Trecho:
□ □ □

Nos Estados Unidos, porta-estandarte desse movimento, só no ano passado um terço do milho e mais da metade da produção de soja e de algodão utilizaram sementes alteradas geneticamente. Os argumentos falam direto ao estômago. Na semana passada, um estudo divulgado pela comunidade científica de vários países revelou que “há cerca de 800 milhões de pessoas (18% da população dos países em desenvolvimento) que não têm acesso a comida suficiente para atender a suas necessidades”. O documento, endossado pelas academias de ciências do Brasil, China, Índia, México, EUA, Grã-Bretanha e pela Academia de Ciências do Terceiro Mundo, defende a adoção das novas técnicas de manipulação genética para desenvolver produtos cada vez mais resistentes às variações climáticas, aos ataques de pragas e até mesmo às longas horas de transporte em caminhões de carga.

□ □ □

Entradas salvas:

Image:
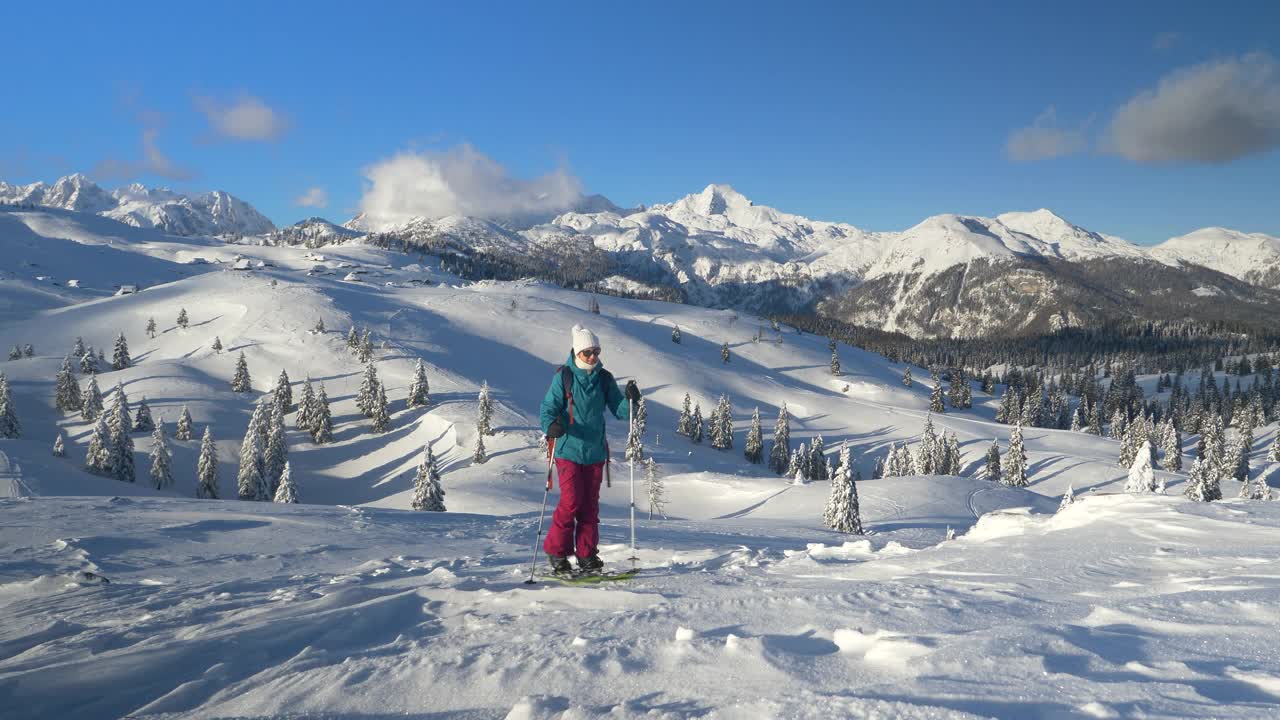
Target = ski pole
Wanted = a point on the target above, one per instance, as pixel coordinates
(547, 491)
(631, 463)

□ □ □

Lista de tarefas:
1/ Transcreva do trecho a parte entre "Nos Estados Unidos, porta-estandarte" e "caminhões de carga.", inclusive.
2/ Segundo o trecho, quantas pessoas não têm acesso a comida suficiente para atender a suas necessidades?

Tarefas resolvidas:
1/
Nos Estados Unidos, porta-estandarte desse movimento, só no ano passado um terço do milho e mais da metade da produção de soja e de algodão utilizaram sementes alteradas geneticamente. Os argumentos falam direto ao estômago. Na semana passada, um estudo divulgado pela comunidade científica de vários países revelou que “há cerca de 800 milhões de pessoas (18% da população dos países em desenvolvimento) que não têm acesso a comida suficiente para atender a suas necessidades”. O documento, endossado pelas academias de ciências do Brasil, China, Índia, México, EUA, Grã-Bretanha e pela Academia de Ciências do Terceiro Mundo, defende a adoção das novas técnicas de manipulação genética para desenvolver produtos cada vez mais resistentes às variações climáticas, aos ataques de pragas e até mesmo às longas horas de transporte em caminhões de carga.

2/ Cerca de 800 milhões de pessoas, o que corresponde a 18% da população dos países em desenvolvimento.